**Problem:** Please set out each line of the material below as a numbered list, skipping blank lines. Leave the pictures out of your answer.

**Provided entries:**
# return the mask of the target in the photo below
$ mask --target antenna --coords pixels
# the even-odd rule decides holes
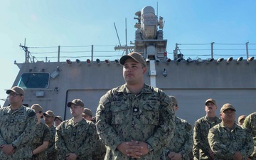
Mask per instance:
[[[119,41],[119,46],[120,46],[120,47],[122,46],[122,45],[121,45],[121,43],[120,43],[120,39],[119,38],[119,36],[118,36],[118,33],[117,33],[117,27],[115,26],[115,23],[114,23],[114,29],[116,30],[116,33],[117,33],[117,38],[118,38],[118,41]]]
[[[158,18],[158,1],[156,2],[156,16]]]
[[[24,46],[21,46],[21,44],[20,44],[19,46],[21,47],[22,49],[23,49],[25,51],[25,63],[28,63],[30,52],[28,50],[28,47],[26,46],[26,38],[24,41]]]
[[[127,18],[125,18],[125,52],[126,52],[126,54],[128,55]],[[124,53],[123,53],[123,54],[124,54]]]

**Task solution:**
1. # return the mask of the target in the photo below
2. $ mask --target antenna --coords pixels
3. # the even-odd rule decides holes
4. Mask per instance:
5. [[[119,41],[119,46],[120,46],[120,47],[122,46],[122,45],[121,45],[121,43],[120,43],[120,39],[119,38],[119,36],[118,36],[118,33],[117,33],[117,27],[115,26],[115,23],[114,23],[114,29],[116,30],[116,33],[117,33],[117,38],[118,38],[118,41]]]
6. [[[158,18],[158,1],[156,2],[156,16]]]
7. [[[24,46],[21,46],[21,44],[20,44],[19,46],[21,47],[22,49],[23,49],[25,51],[25,63],[28,63],[30,52],[28,50],[28,47],[26,46],[26,38],[24,41]]]
8. [[[127,18],[125,18],[125,52],[126,52],[126,54],[128,55]],[[124,53],[123,53],[123,54],[124,54]]]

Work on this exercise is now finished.